Task instructions: What is needed is an exact copy of the lines in the listing below, from the one with "drop a point: the woman's hand" up to and including the one with "drop a point: the sweater sleeve", with no other lines.

· · · · ·

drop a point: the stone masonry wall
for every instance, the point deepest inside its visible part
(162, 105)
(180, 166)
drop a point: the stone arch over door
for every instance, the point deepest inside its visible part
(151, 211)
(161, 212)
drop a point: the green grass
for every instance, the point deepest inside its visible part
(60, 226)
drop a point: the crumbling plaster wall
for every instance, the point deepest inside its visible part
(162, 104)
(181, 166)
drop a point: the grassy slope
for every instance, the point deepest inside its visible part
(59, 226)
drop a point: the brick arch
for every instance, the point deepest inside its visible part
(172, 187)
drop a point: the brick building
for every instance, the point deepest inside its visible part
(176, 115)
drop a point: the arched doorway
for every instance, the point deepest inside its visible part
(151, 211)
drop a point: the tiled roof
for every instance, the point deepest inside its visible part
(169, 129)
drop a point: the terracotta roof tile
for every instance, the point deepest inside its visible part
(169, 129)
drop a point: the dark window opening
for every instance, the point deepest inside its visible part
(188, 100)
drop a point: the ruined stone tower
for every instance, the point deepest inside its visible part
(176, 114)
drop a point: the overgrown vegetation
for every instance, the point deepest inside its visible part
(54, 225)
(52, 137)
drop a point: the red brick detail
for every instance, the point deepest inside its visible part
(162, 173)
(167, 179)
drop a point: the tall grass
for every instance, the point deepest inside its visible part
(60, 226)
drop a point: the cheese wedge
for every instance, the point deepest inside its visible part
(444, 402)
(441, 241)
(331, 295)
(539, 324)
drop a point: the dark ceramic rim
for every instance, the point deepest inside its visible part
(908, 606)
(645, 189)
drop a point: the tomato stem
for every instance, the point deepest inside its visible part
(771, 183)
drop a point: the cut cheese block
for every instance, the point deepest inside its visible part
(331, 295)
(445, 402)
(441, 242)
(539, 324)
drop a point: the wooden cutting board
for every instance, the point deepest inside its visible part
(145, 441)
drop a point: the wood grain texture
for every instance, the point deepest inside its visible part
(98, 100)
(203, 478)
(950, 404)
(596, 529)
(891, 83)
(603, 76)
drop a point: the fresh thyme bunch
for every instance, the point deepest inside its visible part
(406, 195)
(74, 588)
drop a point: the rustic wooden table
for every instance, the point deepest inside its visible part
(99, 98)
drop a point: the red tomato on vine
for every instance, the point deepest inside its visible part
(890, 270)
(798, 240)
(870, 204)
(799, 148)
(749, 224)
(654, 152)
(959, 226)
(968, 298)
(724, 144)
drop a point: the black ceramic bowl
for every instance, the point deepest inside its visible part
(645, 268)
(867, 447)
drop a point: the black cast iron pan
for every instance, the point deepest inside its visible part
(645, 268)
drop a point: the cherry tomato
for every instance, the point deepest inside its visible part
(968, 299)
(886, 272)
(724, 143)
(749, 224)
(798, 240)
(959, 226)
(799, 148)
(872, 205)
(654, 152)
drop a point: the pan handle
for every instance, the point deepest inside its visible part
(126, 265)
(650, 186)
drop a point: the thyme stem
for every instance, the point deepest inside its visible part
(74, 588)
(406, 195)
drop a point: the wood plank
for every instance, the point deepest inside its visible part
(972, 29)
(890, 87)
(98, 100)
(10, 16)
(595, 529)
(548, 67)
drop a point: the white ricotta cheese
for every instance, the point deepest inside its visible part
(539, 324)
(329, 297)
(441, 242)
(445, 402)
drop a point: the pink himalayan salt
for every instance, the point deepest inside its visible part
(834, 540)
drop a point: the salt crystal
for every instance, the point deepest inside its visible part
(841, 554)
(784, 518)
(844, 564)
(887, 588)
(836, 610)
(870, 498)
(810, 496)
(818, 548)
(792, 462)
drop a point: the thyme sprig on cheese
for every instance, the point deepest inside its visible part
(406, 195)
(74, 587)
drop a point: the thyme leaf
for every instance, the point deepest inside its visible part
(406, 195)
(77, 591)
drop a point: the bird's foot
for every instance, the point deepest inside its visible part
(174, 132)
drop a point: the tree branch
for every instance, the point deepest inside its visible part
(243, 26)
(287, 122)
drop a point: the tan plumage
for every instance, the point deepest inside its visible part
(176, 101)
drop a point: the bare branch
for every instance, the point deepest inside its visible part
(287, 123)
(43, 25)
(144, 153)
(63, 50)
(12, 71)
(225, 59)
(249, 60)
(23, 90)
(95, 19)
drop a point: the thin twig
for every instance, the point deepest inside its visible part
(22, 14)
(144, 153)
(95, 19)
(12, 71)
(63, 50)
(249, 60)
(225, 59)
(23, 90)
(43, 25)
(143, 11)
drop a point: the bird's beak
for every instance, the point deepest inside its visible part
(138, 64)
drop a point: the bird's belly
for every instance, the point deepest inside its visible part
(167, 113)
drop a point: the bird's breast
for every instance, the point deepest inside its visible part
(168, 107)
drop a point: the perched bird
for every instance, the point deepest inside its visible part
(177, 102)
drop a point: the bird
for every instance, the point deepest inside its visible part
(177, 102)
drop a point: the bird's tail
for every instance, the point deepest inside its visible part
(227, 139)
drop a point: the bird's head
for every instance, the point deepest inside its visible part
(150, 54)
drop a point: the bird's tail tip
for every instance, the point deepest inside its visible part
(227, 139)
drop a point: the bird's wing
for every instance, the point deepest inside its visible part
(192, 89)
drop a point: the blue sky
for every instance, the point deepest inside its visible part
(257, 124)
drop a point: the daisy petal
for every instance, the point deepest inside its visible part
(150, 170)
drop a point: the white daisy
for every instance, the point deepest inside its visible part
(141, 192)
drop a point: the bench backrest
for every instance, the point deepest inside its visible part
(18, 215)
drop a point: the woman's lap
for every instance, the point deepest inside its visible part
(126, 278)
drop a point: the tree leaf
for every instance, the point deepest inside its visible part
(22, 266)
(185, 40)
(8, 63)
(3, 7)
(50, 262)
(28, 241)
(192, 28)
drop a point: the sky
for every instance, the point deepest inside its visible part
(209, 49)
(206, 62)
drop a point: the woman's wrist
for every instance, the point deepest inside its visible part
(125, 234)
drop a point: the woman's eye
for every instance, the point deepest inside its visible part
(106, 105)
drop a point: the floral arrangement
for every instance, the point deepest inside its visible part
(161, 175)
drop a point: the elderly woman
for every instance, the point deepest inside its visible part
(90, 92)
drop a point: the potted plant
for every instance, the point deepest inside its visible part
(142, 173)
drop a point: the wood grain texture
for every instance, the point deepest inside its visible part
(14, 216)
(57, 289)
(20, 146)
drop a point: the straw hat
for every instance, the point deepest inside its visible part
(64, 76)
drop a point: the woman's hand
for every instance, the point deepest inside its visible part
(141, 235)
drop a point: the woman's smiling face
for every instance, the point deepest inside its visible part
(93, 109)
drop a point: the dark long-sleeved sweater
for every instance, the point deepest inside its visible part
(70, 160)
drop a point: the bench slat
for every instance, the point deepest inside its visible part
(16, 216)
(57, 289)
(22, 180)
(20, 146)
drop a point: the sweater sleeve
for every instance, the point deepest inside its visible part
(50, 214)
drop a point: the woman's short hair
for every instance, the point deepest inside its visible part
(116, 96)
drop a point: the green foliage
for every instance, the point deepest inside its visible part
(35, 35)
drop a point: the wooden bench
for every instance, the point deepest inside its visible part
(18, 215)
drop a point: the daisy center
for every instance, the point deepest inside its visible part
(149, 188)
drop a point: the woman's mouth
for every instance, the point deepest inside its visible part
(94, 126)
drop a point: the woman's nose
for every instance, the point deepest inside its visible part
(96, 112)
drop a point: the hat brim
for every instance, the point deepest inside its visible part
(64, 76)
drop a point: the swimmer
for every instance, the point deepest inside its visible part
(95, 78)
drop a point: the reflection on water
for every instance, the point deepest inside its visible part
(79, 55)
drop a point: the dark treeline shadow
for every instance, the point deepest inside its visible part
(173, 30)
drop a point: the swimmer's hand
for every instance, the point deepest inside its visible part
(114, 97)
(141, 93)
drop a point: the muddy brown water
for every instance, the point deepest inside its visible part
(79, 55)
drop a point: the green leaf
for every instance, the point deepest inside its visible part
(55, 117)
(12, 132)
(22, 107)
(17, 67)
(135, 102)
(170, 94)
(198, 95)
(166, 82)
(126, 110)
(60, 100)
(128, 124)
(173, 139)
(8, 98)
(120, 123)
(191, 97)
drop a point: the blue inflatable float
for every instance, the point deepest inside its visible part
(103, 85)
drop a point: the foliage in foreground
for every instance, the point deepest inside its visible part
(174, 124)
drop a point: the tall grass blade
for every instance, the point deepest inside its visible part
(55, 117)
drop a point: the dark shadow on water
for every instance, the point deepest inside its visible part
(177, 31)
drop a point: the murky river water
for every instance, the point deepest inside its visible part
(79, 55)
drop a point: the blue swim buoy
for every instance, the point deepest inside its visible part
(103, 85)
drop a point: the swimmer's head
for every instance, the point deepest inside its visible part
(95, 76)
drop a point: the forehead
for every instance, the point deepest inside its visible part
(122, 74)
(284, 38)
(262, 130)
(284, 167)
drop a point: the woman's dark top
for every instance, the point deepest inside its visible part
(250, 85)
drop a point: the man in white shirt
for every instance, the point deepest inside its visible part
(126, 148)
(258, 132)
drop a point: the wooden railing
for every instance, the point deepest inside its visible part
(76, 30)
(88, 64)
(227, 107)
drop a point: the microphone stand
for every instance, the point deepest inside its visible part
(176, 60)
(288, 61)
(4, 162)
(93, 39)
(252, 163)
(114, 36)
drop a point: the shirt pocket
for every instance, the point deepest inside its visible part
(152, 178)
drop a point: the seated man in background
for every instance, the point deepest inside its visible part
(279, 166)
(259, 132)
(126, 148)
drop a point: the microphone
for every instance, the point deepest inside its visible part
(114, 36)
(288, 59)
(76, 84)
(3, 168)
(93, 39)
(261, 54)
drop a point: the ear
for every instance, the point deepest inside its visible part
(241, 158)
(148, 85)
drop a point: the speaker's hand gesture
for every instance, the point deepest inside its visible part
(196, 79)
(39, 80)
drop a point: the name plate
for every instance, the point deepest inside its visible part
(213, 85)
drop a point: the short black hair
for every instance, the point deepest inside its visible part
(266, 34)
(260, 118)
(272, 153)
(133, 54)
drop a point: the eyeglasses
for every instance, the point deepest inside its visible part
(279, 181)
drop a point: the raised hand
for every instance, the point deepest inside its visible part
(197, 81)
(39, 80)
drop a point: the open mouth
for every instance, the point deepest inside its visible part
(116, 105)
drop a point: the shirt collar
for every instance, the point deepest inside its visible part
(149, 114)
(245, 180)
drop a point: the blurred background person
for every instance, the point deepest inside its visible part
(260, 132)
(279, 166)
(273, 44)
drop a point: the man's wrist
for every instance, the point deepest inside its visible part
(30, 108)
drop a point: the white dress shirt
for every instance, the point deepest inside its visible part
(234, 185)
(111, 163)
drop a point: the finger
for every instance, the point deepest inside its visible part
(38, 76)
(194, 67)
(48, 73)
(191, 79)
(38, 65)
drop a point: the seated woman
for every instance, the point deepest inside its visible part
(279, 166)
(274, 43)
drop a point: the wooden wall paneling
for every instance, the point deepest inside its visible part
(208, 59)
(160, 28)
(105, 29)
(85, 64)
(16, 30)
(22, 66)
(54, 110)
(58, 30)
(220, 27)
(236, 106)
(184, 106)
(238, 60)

· · · · ·

Output below:
drop a point: the woman's hand
for every instance, the point deepest inside its visible part
(141, 235)
drop a point: the woman's smiling face
for every instance, the point deepest inside its visible part
(93, 109)
drop a point: the dark long-sleeved sweater
for every instance, the point deepest inside its visible part
(70, 160)
drop a point: the bench slat
for every instance, the point deepest inside its visible part
(16, 216)
(57, 289)
(22, 180)
(20, 146)
drop a point: the sweater sleeve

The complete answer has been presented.